● **Exercise task**
Copy out each of the items below word for word, and leave out the pictures.

Start of Given data

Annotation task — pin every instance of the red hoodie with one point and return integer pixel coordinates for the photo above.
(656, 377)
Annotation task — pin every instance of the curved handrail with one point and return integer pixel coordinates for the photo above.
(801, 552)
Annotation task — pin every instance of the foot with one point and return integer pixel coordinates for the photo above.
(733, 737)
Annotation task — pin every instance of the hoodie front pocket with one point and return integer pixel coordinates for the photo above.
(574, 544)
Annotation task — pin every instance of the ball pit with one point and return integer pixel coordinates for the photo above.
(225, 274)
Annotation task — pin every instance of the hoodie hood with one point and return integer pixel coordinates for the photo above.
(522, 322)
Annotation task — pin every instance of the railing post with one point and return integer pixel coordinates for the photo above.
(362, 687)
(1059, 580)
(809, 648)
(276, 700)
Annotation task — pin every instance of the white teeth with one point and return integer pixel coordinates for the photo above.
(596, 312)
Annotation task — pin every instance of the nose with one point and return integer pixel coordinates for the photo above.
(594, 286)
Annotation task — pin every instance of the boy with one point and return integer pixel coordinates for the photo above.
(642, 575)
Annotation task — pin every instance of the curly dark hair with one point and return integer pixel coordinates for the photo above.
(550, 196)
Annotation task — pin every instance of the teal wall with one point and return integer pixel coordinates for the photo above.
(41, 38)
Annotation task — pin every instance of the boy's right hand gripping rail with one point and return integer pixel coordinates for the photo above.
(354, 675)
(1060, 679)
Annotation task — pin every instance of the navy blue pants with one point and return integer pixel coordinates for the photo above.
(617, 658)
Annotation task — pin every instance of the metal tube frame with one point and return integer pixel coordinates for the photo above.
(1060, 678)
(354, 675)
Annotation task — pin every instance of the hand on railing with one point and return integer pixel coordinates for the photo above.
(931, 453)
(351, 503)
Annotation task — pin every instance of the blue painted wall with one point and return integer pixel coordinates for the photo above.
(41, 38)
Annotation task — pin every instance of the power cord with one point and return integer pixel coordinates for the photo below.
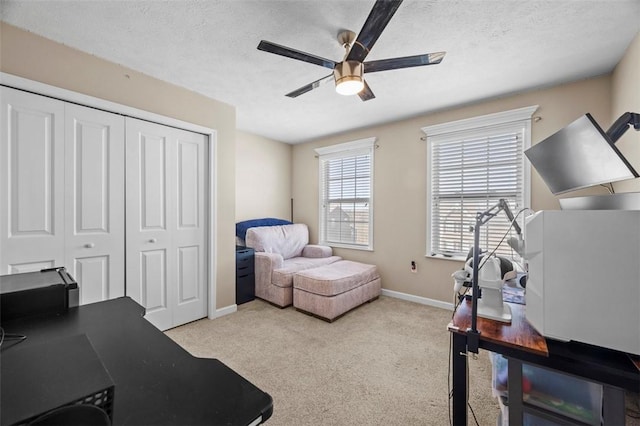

End of Given data

● **Solution to this exercise**
Annotation task — pin every instance of the red hoodie with one point and return integer pixel coordinates for the photo above.
(656, 377)
Annotation task — pin every instance of the curved handrail with one point and return integer pixel coordinates for the photo above.
(801, 552)
Annotation task — pin every instance of the foot with one point and return integer pixel coordinates for the photo above.
(733, 737)
Annotation task — pin every instance of the hoodie front pocket with one point and return integer pixel coordinates for the photo above.
(574, 544)
Annotation task — pin every instance of the ball pit with one point and return integer pixel coordinates for the photo above.
(225, 274)
Annotation task — pin every instance of the hoodie hood with one point and return integer pixel coordinates for the photo above.
(522, 322)
Annotation task — pin every instance of the railing post with one point and return integer pixel coordinates for the photo above.
(362, 687)
(1059, 580)
(809, 648)
(276, 700)
Annotation task — pin every instance of the white teeth with one point and return integer pixel coordinates for the photo above.
(596, 312)
Annotation task — pin every instance of the nose with one point and return integer pixel coordinates for the photo above.
(594, 286)
Annotation task — pin every instance of the boy with one point and return integer pixel coordinates for the photo above.
(642, 575)
Annotation task — pin every instance of the curly dark hair with one point and return integer pixel coordinates for the photo above.
(550, 196)
Annotation task — pin every instance of the teal wall with one point and return integer pixel coordinates for the photo above.
(41, 38)
Annotation task — pin every instance of the boy's right hand gripping rail with one point and return integer pixel coordinates for the photo above.
(354, 675)
(1060, 679)
Annotation task — pin every instance of the navy blue pants with one point and return integer pixel coordinates for the photo above.
(617, 658)
Annotation task — pin every instance of the metal tube frame with one point and return integer pixel coordinates for the photo above.
(1060, 678)
(354, 675)
Annotation task — pin every instance of the hand on railing with one point and return integer pixel coordinates for the photo above.
(931, 453)
(351, 503)
Annotation task — pin every instance of the blue painted wall with one point and return integer pixel coordinates for the photo above.
(41, 38)
Annotation task — pin every instance of the power cord with one point and return integer pixel coordinates for the photo below.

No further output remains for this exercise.